### WRITTEN TASK
Pick up the review of Insimbi's 2012 results below and continue it past its final sentence.

### EXTRACT PROVIDED
[start]
2. Review of activities
Insimbi continues to operate out of our offices in Johannesburg, Durban,
Atlantis and Kitwe and we are actively represented in the Democratic
Republic of the Congo and Zimbabwe via our agents there. In addition, we
continue to service most sub-Saharan and central African countries, as
well as certain north, west and east African countries. We are also
active in South America, Eastern Europe, certain Middle East countries
and the UAE, Japan and Korea as well as India.
3. Financial Review
The Group achieved improved results for the financial year ending 29th
February 2012 and there were definite signs of an improvement in our
specific target markets with revenues almost back to 2008 levels. The
slightly weaker rand definitely had a positive impact on our client base
and we saw increases in the production at many of our foundry segment
customers in particular. Alloy and resource prices were relatively stable
throughout the period under review and this enabled us to manage our
business more efficiently. This also had a positive impact on the month
to month consistency of our group`s performance compared to the
volatility of the prior years.
Group revenue grew 15% to R845 million and earnings and headline earnings
increased by 30% to reach R15,6 million and 52% respectively.
The group produced a gross profit of R93,5 million compared to R89.5
million in the previous year, an increase of 4,4%. Gross margins were
slightly down at 11,1% compared to 12,2% in the previous year but this
was mainly due to the increase in sales of lower margin products which
boosted our revenues. We did, however, experience improved margins in the
second half of the year as a result of the rand which started to weaken
and an increased focus on this area. Gross margins were 10,6% at 31
August 2011 compared to the full year gross margin of 11,1%.
[end]
### STORED RECORDS
[start]
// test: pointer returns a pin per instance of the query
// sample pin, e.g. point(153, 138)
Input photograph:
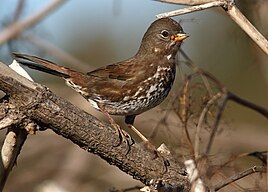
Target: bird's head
point(163, 36)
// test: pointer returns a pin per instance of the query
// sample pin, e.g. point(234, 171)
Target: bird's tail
point(42, 65)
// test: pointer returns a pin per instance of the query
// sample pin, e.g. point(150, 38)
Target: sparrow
point(130, 87)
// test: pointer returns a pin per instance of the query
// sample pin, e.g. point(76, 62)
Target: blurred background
point(85, 35)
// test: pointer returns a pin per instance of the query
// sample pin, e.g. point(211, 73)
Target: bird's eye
point(164, 33)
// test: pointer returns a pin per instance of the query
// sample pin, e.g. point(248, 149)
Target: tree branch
point(186, 2)
point(240, 175)
point(46, 109)
point(231, 9)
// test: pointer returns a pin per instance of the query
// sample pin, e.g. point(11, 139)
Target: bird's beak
point(179, 37)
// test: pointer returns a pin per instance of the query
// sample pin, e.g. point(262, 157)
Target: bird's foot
point(143, 138)
point(156, 154)
point(125, 138)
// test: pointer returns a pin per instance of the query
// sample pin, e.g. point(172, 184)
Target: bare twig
point(240, 175)
point(248, 104)
point(245, 25)
point(42, 106)
point(196, 183)
point(16, 28)
point(7, 122)
point(192, 9)
point(194, 67)
point(216, 125)
point(200, 121)
point(18, 11)
point(10, 150)
point(186, 2)
point(234, 13)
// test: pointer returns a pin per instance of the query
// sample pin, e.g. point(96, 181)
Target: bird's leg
point(129, 120)
point(123, 136)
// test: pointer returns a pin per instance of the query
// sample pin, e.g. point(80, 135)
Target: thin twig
point(240, 175)
point(186, 2)
point(216, 125)
point(200, 121)
point(246, 26)
point(194, 67)
point(7, 122)
point(192, 9)
point(14, 140)
point(248, 104)
point(19, 9)
point(16, 28)
point(233, 12)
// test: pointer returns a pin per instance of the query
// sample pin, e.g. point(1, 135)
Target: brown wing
point(113, 82)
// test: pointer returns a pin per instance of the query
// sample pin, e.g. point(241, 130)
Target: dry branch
point(13, 142)
point(240, 175)
point(40, 105)
point(230, 7)
point(186, 2)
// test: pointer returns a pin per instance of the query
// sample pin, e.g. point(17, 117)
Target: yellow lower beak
point(180, 37)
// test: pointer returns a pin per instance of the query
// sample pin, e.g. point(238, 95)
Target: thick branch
point(240, 175)
point(42, 106)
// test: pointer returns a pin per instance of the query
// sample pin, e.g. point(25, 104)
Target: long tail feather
point(41, 65)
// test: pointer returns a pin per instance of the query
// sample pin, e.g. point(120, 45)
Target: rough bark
point(40, 105)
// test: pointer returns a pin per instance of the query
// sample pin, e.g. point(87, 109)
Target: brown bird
point(129, 87)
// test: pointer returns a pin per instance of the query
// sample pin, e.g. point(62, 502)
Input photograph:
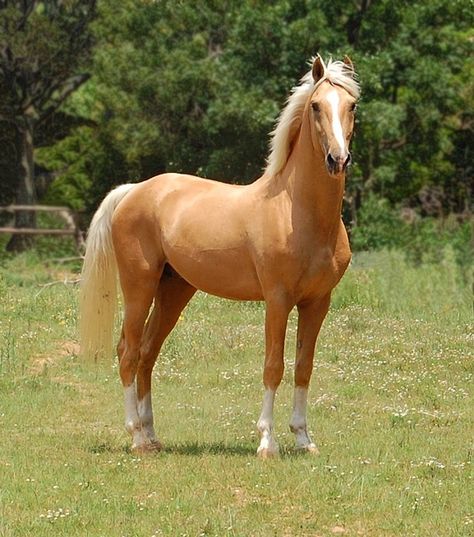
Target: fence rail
point(67, 215)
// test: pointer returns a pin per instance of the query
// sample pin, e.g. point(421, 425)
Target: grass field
point(391, 408)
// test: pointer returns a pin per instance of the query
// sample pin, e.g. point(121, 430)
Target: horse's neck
point(316, 196)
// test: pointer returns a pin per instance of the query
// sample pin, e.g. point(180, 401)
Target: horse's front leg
point(275, 329)
point(310, 318)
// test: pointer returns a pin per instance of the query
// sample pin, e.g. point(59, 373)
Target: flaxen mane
point(289, 122)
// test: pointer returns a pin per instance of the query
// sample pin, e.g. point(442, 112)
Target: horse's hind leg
point(172, 296)
point(139, 287)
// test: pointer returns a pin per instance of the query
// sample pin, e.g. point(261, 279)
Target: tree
point(197, 86)
point(44, 47)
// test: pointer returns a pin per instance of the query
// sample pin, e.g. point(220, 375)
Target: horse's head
point(333, 104)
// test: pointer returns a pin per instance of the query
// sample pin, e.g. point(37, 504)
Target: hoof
point(150, 447)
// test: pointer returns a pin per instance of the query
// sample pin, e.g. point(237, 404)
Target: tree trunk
point(26, 189)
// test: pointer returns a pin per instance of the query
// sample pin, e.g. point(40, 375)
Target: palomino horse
point(280, 239)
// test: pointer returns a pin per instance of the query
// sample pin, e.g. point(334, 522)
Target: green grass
point(390, 407)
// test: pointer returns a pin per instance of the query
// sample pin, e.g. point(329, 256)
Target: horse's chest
point(310, 269)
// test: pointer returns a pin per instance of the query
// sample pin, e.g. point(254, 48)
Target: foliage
point(422, 239)
point(44, 46)
point(196, 87)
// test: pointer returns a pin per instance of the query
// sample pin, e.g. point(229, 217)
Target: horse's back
point(196, 225)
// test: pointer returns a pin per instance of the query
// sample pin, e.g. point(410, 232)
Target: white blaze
point(333, 99)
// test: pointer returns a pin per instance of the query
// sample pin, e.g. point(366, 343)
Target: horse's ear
point(348, 63)
point(318, 68)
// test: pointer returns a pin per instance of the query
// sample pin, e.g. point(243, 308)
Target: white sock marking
point(265, 424)
point(298, 419)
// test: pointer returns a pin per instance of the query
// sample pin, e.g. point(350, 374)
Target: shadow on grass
point(195, 449)
point(217, 448)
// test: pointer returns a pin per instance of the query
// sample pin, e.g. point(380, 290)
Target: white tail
point(98, 295)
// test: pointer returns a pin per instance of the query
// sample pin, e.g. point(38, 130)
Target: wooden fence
point(65, 213)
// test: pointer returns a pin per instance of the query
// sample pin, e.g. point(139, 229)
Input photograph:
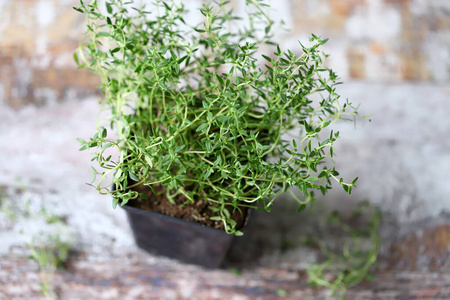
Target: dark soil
point(197, 212)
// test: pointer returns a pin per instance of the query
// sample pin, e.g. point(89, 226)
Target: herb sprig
point(199, 110)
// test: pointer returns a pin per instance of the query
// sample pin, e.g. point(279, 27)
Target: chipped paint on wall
point(376, 40)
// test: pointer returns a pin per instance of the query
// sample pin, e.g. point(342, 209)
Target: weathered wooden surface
point(146, 277)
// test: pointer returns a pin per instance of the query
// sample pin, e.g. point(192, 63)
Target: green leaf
point(78, 9)
point(108, 7)
point(202, 127)
point(103, 34)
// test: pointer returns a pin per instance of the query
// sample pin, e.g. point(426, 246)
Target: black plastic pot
point(177, 238)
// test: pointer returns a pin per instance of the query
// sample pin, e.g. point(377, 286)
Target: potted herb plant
point(200, 118)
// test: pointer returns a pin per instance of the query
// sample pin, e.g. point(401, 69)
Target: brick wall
point(376, 40)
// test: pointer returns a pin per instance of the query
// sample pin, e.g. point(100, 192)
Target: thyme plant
point(199, 110)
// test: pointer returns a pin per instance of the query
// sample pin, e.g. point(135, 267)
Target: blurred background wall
point(393, 56)
point(376, 40)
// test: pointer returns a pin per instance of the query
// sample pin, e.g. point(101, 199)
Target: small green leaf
point(108, 7)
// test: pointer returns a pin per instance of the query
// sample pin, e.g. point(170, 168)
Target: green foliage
point(199, 110)
point(341, 271)
point(49, 246)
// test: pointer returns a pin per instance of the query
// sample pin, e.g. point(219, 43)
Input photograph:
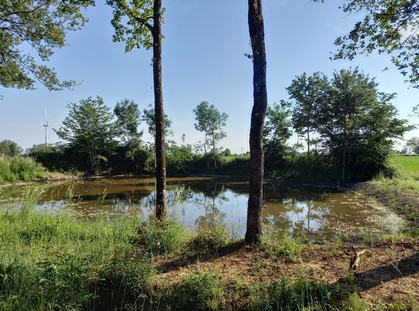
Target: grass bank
point(400, 192)
point(17, 168)
point(57, 262)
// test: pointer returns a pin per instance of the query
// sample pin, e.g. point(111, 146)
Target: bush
point(302, 293)
point(210, 238)
point(200, 291)
point(160, 238)
point(20, 168)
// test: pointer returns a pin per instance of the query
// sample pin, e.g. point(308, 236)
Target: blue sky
point(203, 59)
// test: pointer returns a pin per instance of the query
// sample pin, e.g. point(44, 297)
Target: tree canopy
point(30, 30)
point(356, 124)
point(10, 148)
point(387, 27)
point(90, 129)
point(210, 121)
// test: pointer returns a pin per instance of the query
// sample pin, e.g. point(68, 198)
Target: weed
point(161, 238)
point(302, 293)
point(209, 238)
point(279, 244)
point(200, 291)
point(354, 303)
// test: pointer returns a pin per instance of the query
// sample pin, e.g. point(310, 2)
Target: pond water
point(314, 213)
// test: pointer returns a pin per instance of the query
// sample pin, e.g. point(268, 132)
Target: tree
point(143, 29)
point(387, 27)
point(260, 102)
point(305, 91)
point(39, 27)
point(357, 124)
point(90, 129)
point(413, 144)
point(149, 117)
point(210, 121)
point(10, 148)
point(128, 119)
point(276, 133)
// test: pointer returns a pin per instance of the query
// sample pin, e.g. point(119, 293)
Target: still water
point(314, 213)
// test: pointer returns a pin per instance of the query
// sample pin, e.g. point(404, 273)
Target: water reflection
point(313, 213)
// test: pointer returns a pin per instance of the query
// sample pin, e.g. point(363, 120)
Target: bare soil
point(388, 272)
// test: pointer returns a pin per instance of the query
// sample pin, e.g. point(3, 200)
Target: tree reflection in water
point(312, 213)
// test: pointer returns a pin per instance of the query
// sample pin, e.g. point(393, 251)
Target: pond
point(314, 213)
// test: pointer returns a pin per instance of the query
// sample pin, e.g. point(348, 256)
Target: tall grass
point(50, 262)
point(20, 168)
point(301, 293)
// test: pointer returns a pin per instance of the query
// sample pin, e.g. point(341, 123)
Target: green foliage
point(354, 303)
point(200, 291)
point(302, 293)
point(137, 32)
point(53, 261)
point(276, 133)
point(413, 144)
point(128, 120)
point(179, 159)
point(10, 148)
point(210, 121)
point(279, 244)
point(20, 168)
point(387, 27)
point(149, 117)
point(356, 123)
point(42, 26)
point(209, 238)
point(90, 129)
point(161, 238)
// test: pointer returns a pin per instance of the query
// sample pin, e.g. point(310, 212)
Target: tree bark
point(260, 100)
point(161, 209)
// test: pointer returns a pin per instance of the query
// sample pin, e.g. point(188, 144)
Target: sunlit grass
point(13, 169)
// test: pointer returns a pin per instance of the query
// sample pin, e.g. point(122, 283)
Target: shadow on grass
point(369, 279)
point(185, 261)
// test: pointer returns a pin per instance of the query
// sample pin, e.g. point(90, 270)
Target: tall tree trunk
point(161, 209)
point(260, 101)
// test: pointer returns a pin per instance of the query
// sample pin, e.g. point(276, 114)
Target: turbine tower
point(46, 127)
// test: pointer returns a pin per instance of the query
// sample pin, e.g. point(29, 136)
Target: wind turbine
point(46, 127)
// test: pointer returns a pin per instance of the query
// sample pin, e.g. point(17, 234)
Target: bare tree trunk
point(161, 209)
point(260, 98)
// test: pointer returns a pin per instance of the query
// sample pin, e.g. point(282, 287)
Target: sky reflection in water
point(314, 213)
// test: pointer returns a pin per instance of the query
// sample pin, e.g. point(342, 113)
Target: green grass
point(407, 163)
point(57, 262)
point(50, 262)
point(301, 293)
point(13, 169)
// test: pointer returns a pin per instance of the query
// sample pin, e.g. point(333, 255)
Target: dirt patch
point(387, 272)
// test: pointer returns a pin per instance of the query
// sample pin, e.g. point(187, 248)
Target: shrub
point(302, 293)
point(200, 291)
[end]
### EXERCISE ANSWER
Group consolidated operating expenses were well controlled throughout the
period under review and were R64,6 million compared to R71,1 million in
the previous year and reduction in overall operating costs of 9,2%.
Group Operating profit for the period was R29,2 million compared to R24,6
million in the previous financial year, an increase of 18,8% and Insimbi
achieved earnings and headline earnings per share of 6,07 cents per share
and 6,00 cents per share compared to 4,63 and 3,9 cents per share for the
previous financial year, increases of 31% and 54% respectively.
Working capital and cash-flow management remained a key focus area for
the group`s management and R40,2 million was generated from operations
compared to R26,1 million in the previous year, an increase of R14,1
million of 58%. Lower borrowings were reflected in decreased finance
costs of R7,3 million compared to R8,8 million in the prior period, a
reduction of R1,5 million in interest (17%).
4. Market and Prospects
The group generated strong cash-flow throughout the period under review
mainly due to tight working capital management, improved revenues and
profitability.
The Foundry Segment has experienced improved trading conditions mainly,
partly due to the stimulus to local manufacturing as a result of the
weaker rand which enabled local product to compete with imported finished
product, mainly from China.
The Steel Segment did initially show signs of improvement in the first
quarter but the NUMSA strike and production challenges at some steel
plants had a negative impact on this segment.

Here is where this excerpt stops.